YOUR TASK »
Write out every item below verbatim, leaving the pictures out.

## Start

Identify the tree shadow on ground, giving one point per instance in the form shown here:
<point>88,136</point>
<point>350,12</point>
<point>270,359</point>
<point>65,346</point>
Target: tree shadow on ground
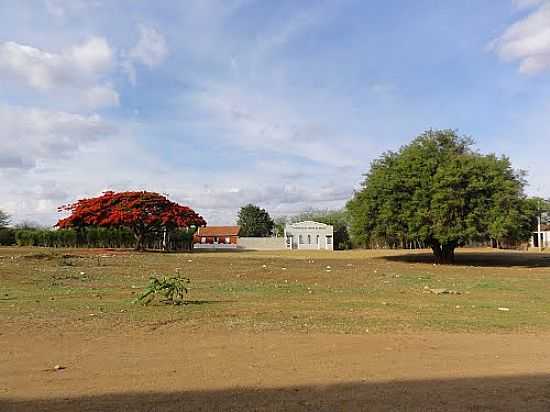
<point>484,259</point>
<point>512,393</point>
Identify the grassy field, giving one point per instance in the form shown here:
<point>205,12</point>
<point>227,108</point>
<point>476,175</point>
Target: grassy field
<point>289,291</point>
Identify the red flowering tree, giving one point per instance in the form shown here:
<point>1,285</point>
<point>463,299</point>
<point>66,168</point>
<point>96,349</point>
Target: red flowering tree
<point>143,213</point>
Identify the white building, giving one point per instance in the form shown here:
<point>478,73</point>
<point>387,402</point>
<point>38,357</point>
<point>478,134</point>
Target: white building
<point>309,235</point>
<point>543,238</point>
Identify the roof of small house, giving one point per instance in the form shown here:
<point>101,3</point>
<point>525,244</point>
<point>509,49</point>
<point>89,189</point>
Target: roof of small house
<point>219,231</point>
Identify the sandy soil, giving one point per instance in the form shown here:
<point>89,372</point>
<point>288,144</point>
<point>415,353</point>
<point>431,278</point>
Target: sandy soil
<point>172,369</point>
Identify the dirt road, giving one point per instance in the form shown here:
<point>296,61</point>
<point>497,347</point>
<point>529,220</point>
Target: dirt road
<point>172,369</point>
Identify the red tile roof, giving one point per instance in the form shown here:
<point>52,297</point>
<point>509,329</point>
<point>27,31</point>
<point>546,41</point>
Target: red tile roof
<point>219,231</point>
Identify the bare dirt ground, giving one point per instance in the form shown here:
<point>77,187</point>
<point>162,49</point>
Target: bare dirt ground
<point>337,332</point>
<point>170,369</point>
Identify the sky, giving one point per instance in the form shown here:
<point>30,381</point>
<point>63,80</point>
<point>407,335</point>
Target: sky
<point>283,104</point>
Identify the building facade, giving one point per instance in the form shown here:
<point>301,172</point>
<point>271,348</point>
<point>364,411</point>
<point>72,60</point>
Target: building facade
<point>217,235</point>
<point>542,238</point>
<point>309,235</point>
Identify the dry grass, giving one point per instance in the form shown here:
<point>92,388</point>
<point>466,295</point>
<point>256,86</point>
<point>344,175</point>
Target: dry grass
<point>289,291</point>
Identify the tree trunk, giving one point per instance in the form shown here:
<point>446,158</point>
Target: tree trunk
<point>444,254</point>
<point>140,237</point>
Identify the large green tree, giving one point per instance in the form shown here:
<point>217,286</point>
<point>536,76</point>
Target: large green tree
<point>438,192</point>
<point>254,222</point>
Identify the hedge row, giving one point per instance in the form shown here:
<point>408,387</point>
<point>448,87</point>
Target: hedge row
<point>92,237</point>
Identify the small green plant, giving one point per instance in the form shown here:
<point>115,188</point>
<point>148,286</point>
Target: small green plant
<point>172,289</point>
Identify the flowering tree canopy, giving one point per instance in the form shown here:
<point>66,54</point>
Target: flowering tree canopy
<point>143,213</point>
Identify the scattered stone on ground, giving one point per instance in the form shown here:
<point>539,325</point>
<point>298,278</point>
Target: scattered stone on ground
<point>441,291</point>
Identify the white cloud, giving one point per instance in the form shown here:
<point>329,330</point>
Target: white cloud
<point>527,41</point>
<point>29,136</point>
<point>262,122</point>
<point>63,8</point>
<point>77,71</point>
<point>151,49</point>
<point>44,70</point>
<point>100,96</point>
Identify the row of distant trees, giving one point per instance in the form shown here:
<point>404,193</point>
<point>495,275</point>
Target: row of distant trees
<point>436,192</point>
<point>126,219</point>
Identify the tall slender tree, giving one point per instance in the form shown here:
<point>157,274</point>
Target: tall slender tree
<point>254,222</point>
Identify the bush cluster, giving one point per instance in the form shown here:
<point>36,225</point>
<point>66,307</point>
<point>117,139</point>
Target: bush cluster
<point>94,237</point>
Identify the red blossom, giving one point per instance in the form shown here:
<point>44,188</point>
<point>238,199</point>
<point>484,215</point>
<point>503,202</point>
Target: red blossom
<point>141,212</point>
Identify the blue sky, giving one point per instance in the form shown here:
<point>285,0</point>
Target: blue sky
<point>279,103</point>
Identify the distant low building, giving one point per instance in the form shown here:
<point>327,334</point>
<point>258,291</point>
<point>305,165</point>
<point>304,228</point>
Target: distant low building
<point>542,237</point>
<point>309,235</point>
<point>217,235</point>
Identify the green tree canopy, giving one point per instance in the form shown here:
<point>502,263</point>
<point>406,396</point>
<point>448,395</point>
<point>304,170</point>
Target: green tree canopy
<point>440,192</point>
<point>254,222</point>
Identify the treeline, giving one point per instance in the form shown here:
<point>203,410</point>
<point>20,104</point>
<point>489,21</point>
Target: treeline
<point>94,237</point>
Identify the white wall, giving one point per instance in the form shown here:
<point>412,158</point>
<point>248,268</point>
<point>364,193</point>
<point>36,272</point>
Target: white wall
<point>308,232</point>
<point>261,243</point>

## End

EXERCISE RESULT »
Identify the tree shadow on ground, giving one point per instance in the form shown here:
<point>88,136</point>
<point>350,12</point>
<point>270,359</point>
<point>65,346</point>
Target: tree shadow on ground
<point>484,259</point>
<point>512,393</point>
Identify the grassy field, giving one point per instance in the form shown here:
<point>205,12</point>
<point>227,108</point>
<point>476,175</point>
Target: grassy field
<point>289,291</point>
Identify the red flowering tree, giving one point per instance in the form shown here:
<point>1,285</point>
<point>463,299</point>
<point>66,168</point>
<point>96,349</point>
Target: red flowering tree
<point>143,213</point>
Identify the white building, giving one point per instance in the form shown here:
<point>478,73</point>
<point>387,402</point>
<point>38,357</point>
<point>478,134</point>
Target: white building
<point>309,235</point>
<point>543,238</point>
Identify the roof of small house, giving one point per instance in the form shown here:
<point>101,3</point>
<point>525,244</point>
<point>509,49</point>
<point>89,189</point>
Target: roof of small house
<point>219,231</point>
Identify the sandy soil, giving one point per instance in the form shown here:
<point>89,372</point>
<point>288,144</point>
<point>415,353</point>
<point>431,278</point>
Target: sandy soil
<point>172,369</point>
Identify the dirt road, giving one point per instance in the form shown here:
<point>296,61</point>
<point>497,347</point>
<point>529,220</point>
Target: dirt road
<point>172,369</point>
Identify the red tile roof, giving one point per instance in the form shown here:
<point>52,297</point>
<point>509,329</point>
<point>27,31</point>
<point>546,41</point>
Target: red tile roof
<point>219,231</point>
Identify the bare dirt ground, giving one point per instance in the form shown here:
<point>77,187</point>
<point>162,49</point>
Target: bare dirt ground
<point>337,332</point>
<point>170,369</point>
Identify the sky, giving one point per instance in the form shown here:
<point>30,381</point>
<point>63,80</point>
<point>407,335</point>
Target: sky
<point>283,104</point>
Identify the building facade, giving one point per instance in the form shown here:
<point>301,172</point>
<point>271,348</point>
<point>364,411</point>
<point>72,60</point>
Target: building facade
<point>217,235</point>
<point>542,238</point>
<point>309,235</point>
Identify the dry grass, giving one point per instance in the form shown here:
<point>92,388</point>
<point>466,295</point>
<point>256,86</point>
<point>344,175</point>
Target: dry grass
<point>289,291</point>
Identify the tree trunk, giving one point per instance in the form shown here:
<point>446,158</point>
Target: tree trunk
<point>444,254</point>
<point>140,237</point>
Identify the large green tree, giving one point per instance in the form shown here:
<point>217,286</point>
<point>536,76</point>
Target: large green tree
<point>438,192</point>
<point>254,222</point>
Identify the hedge row, giving one point per instance in the form shown here:
<point>408,387</point>
<point>448,87</point>
Target: hedge row
<point>92,237</point>
Identify the small green plant, giving one point per instance in the form shown here:
<point>115,188</point>
<point>148,286</point>
Target: small green plant
<point>172,289</point>
Identify the flowering tree canopy, giving one point per instance in the form shown here:
<point>66,54</point>
Target: flowering tree canopy
<point>143,213</point>
Identify the scattered stone on ground, giving one point per instance in the form shown here:
<point>539,325</point>
<point>298,278</point>
Target: scattered stone on ground
<point>441,291</point>
Identify the white cloud, giving one point per instance in the form shown here:
<point>329,330</point>
Target: white cloud
<point>527,41</point>
<point>29,136</point>
<point>262,122</point>
<point>63,8</point>
<point>77,71</point>
<point>151,49</point>
<point>44,70</point>
<point>100,96</point>
Identify the row of distant trees, giving one point per instance in the form shown here:
<point>404,193</point>
<point>495,275</point>
Target: row of distant trees
<point>436,192</point>
<point>126,219</point>
Identify the tall slender tree, giving one point per instance in the form shown here:
<point>157,274</point>
Target: tall slender tree
<point>254,222</point>
Identify the bush cluster, giving one point per instance in the form shown here:
<point>36,225</point>
<point>66,307</point>
<point>117,139</point>
Target: bush cluster
<point>94,237</point>
Identify the red blossom, giving one point per instance in the form shown here:
<point>44,188</point>
<point>238,199</point>
<point>484,215</point>
<point>503,202</point>
Target: red blossom
<point>141,212</point>
Identify the blue sky, giving one point per instance in the form shown here:
<point>285,0</point>
Target: blue sky
<point>279,103</point>
Identify the distant low building, giving one point per instance in the form shown here:
<point>327,334</point>
<point>258,291</point>
<point>305,165</point>
<point>304,228</point>
Target: distant low building
<point>542,237</point>
<point>309,235</point>
<point>217,235</point>
Identify the green tree canopy, giving one point per instance in the form shown here:
<point>502,263</point>
<point>406,396</point>
<point>448,395</point>
<point>304,170</point>
Target: green tree canopy
<point>440,192</point>
<point>254,222</point>
Identify the treeline, giving one point per instance in the form shown here:
<point>203,410</point>
<point>20,104</point>
<point>489,21</point>
Target: treeline
<point>94,237</point>
Identify the white wall, giving one point per instance in the form shown here:
<point>412,158</point>
<point>248,268</point>
<point>364,193</point>
<point>36,272</point>
Target: white wall
<point>308,232</point>
<point>261,243</point>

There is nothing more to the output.